# updated: u15/04 Improvement/Decline for the 2018-19 season (thru 5/19/19)



## Kante (May 29, 2019)

Here’s data on the most improved - and least improved – u15 SoCal teams in 2018-19 through May 19th.

Similar to the u13 and u14 improvement/decline posts, the goal of this post is  - as the season’s coming to a close, and clubs and families are making decisions about next year - to provide some objective info for evaluating DA team improved or decline over time, relative to other teams in their group.

Will leave it to the clubs and families to interpret on whether or not the improvements or declines were due to actual player development (i.e. good or bad coaching) or other reasons.

If your team is not listed below or is another age group but you are interested in how they’re doing, send a note and will send over the requested team chart(s). 

The methodology for calc’ing the goal differential % that is used to measure progress over time is discussed at the end of the post 

 *Most Improved u15 #1: Real SoCal*
Real SoCal have been a story of very consistent improvement over the season on both sides of the ball. 

Ironically, strong showings in late September/early October against good teams – vs #1 TDS-ranked LAFC and vs #18 TDS ranked Nomads – plus a very strong match against Barca almost obscured Real SoCal’s progress. 

But, taking those matches out of the equation, u15 Real SoCal was almost 3x better by May 19th than they were at the beginning of the season with consistent progress almost every week explaining close to 50% of the improvement, which is remarkable. 

RSC’s best performances came in a 7-2 home win over Barca and a 2-0 home win against Albion. 

Game 10 – a 0-5 loss to the Strikers – seemed to be the key turning point for RSC, with both the offense and defense getting significantly better after that match.

Here’s the u15 Real SoCal goal differential % over time chart:



*Most Improved u15 #2: Barca*
Barca has been up and down all year but the trend line over time has been in the right direction with Barca playing about 2x better by May 19th than they were playing at the beginning of the season.
**********
Continue the forum post on u15 SoCal team improvement and decline, picking up right after its final sentence about Barca.

• _Items from a data source_:
**********
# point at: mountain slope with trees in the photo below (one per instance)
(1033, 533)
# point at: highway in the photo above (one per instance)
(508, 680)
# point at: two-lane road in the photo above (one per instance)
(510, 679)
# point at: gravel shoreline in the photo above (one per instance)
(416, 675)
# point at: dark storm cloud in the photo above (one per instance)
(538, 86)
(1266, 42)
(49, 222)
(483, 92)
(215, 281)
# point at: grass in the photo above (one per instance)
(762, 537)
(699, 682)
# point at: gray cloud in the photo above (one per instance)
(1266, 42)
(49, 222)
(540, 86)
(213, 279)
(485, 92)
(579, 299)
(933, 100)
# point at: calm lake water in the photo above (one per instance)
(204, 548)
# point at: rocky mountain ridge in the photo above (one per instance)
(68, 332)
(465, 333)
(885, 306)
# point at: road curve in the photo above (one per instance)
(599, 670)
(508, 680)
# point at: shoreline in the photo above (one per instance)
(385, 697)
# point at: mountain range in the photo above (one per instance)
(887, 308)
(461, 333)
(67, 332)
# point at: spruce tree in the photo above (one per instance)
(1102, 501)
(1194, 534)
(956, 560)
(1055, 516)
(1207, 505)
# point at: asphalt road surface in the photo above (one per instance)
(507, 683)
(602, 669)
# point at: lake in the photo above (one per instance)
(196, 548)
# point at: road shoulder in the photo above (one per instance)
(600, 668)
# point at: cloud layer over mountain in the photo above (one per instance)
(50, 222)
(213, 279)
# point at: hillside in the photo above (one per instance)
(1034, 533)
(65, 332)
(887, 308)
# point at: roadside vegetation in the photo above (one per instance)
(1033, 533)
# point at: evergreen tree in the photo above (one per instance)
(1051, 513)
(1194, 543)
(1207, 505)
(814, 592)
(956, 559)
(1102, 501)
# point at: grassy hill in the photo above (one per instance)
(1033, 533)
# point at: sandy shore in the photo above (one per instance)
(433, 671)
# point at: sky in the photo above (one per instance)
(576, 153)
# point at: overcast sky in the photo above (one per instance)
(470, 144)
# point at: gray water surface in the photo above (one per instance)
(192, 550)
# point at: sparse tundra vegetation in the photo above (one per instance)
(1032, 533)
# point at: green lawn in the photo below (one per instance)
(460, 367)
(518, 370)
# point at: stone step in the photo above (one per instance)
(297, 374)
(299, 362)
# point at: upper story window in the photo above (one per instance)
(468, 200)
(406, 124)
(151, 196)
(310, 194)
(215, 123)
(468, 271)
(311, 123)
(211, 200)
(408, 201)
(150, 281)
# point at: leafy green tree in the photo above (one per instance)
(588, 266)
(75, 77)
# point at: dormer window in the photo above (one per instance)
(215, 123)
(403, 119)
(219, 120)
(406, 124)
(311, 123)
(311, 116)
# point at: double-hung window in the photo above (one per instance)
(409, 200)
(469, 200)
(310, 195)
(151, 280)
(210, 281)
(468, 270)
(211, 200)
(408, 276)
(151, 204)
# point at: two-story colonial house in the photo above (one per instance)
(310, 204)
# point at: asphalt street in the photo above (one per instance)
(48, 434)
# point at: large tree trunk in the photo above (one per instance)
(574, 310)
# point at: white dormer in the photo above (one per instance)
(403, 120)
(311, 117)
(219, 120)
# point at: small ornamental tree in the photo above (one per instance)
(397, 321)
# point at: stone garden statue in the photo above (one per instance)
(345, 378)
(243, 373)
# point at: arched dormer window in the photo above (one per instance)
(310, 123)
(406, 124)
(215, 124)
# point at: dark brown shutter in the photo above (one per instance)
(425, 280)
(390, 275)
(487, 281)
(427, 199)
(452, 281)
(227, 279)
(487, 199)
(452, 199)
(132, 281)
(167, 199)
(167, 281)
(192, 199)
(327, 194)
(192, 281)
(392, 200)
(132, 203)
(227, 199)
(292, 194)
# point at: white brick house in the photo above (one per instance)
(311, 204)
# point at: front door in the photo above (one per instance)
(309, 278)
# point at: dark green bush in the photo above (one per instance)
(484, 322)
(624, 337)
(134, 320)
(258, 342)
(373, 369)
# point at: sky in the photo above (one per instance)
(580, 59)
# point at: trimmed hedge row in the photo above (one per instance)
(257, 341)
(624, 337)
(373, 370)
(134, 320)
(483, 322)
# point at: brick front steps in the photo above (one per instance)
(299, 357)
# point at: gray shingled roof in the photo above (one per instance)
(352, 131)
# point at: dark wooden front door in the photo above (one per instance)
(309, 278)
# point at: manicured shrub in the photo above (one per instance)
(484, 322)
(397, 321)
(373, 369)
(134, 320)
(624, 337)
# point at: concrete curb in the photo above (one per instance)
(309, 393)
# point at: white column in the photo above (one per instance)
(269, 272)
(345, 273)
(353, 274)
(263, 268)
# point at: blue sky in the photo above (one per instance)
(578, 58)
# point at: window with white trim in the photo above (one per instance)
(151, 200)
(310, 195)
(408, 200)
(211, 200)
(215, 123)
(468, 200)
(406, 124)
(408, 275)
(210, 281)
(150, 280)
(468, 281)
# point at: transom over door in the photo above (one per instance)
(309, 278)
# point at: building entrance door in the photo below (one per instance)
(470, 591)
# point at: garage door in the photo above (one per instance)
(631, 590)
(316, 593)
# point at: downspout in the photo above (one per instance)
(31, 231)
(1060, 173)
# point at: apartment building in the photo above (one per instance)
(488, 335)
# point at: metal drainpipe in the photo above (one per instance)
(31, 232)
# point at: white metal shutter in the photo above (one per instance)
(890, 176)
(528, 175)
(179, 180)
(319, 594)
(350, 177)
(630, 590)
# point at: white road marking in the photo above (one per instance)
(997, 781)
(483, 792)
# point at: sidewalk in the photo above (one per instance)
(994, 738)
**********
• _Right answer_:
Their best performances were a 2-0 home win against Albion and a 5-2 home win against SD Surf. However, in keeping with their up and down over the season, a couple of games after those solid wins, Barca then turned in their worst performances of the season with 2-7 away loss to RSC. 

This loss, however, seems to be the key turning point for Barca with both their offense and defense improving significantly after that point.

Here’s u15 Barca’s goal differential % over time chart:


*Most Improved u15 #3: Arsenal*
Arsenal had a tough start to the season, losing their first three games by a combined 1-16 margin against Barca, SD Surf and De Anza. After that, Arsenal started to improve significantly but peaked and then plateaued after 14 games with a 2-2 tie in their February rematch against SD Surf (Arsenal lost the first match 0-10 at the beginning of the season).

But Arsenal’s defense drove Arsenal’s overall improvement with consistent week to week progress and by May 19th was playing about 2x better than they were at the beginning of the season.

Here’s the u15 Arsenal goal differential % over time chart:



 *Least Improved u15 #1: LAFC*
What?!!? 

Yes, LAFC is the least improved u15 team in SoCal.

To be fair, some of it is that they’ve been playing u14s up with the u15 team, particularly in the second half of the season. But, looking at the numbers, more than 40% of the overall downward trend was driven by a week over week decline on the offensive side.

This trend was at its worst in a four-game stretch that ran from late January through the end of March and was bookended by a 1-1 tie against the Nomads on January 26th in game 12 and 2-0 win to RSC in game 15 on March 2nd.

LAFC’s offense bottomed out with the 0-2 loss to FCG on March 23rd, and after that point, the offense took a significant step up for the next four games, with LAFC outscoring opponents 20-2. 

But, even with that late improvement, LAFC’s offense - playing about 4x worse by May 19th – outweighed LAFC’s consistently good defense and resulted in LAFC being about 2.5x less competitive overall than they were at the beginning of the season.

Here’s the u15 LAFC goal differential % over time chart:



Since this is likely controversial, am also including the u15 LAFc goal scoring % over time (i.e. offense effectiveness) chart:



*Least Improved u15 #2: LA Galaxy San Diego*
LAGSD actually had solid improvement in the 2018 part of the season, peaking with a 3-2 win over LAUFA in mid-November. The improvement was driven primarily by significant progress on the offensive side of the ball, with the start of the improvement coming after after their sixth match, a 0-3 loss to the Strikers. LAGSD also had some improvement defensively in that same time period.

After LAGSD returned from the winter break, it was a different story, and LAGSD’s offense and defense gave back their improvements and both returned to their poor previous form.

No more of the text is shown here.